◆ **DATA SHOWN**:
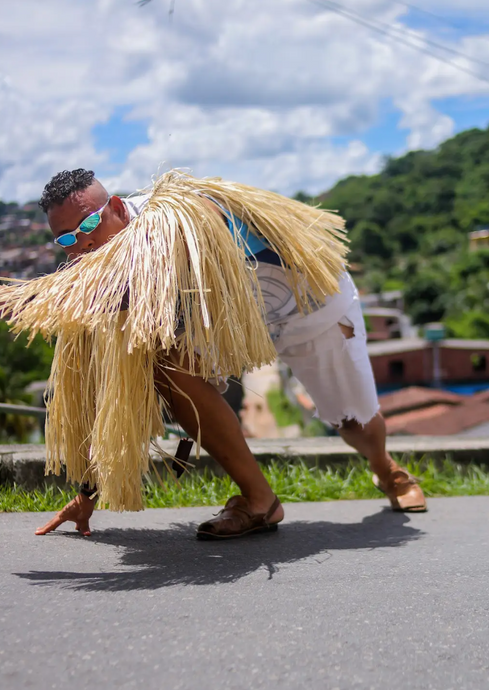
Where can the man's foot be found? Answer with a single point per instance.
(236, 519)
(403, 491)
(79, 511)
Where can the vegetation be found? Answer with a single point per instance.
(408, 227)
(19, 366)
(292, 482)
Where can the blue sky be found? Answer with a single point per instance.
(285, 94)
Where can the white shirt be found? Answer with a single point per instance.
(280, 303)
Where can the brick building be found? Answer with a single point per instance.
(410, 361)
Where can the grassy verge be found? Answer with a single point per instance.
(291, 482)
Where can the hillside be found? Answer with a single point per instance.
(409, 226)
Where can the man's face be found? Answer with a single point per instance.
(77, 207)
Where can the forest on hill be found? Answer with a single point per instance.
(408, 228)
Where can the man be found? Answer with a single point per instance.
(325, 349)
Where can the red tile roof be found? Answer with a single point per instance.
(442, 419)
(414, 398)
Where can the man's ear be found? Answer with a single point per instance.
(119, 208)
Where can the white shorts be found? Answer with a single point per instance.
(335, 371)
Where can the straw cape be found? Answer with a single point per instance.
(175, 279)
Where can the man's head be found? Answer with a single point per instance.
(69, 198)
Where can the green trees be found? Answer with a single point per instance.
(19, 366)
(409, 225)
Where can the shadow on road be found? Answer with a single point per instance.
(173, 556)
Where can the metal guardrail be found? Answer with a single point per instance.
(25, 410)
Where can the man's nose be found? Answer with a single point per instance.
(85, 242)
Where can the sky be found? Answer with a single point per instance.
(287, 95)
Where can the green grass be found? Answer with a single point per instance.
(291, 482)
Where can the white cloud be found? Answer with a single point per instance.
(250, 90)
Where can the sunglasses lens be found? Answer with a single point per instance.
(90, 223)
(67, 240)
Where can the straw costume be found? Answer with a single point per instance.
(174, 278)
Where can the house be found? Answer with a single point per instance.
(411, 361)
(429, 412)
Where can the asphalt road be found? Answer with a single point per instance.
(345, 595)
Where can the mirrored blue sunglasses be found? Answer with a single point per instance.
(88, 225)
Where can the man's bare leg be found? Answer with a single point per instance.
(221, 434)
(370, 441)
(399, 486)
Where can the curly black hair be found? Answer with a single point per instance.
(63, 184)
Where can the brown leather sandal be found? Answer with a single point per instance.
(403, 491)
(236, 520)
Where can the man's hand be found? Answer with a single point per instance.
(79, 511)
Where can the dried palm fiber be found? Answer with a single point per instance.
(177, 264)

---

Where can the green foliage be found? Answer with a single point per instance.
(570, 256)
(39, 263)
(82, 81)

---

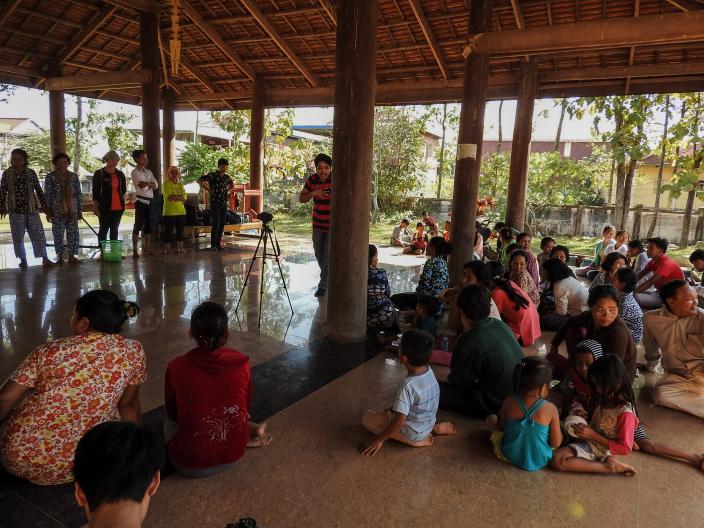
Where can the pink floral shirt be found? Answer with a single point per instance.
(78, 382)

◆ **STATED TASK**: Report each line of the data above that contains the word "green".

◆ **TASK ANSWER**:
Where can the green trees be found? Answer with a single point per instance.
Where can the green grass be found? Answer with a single point per instance.
Where can the green foliage be found? Answer with a single point per instance.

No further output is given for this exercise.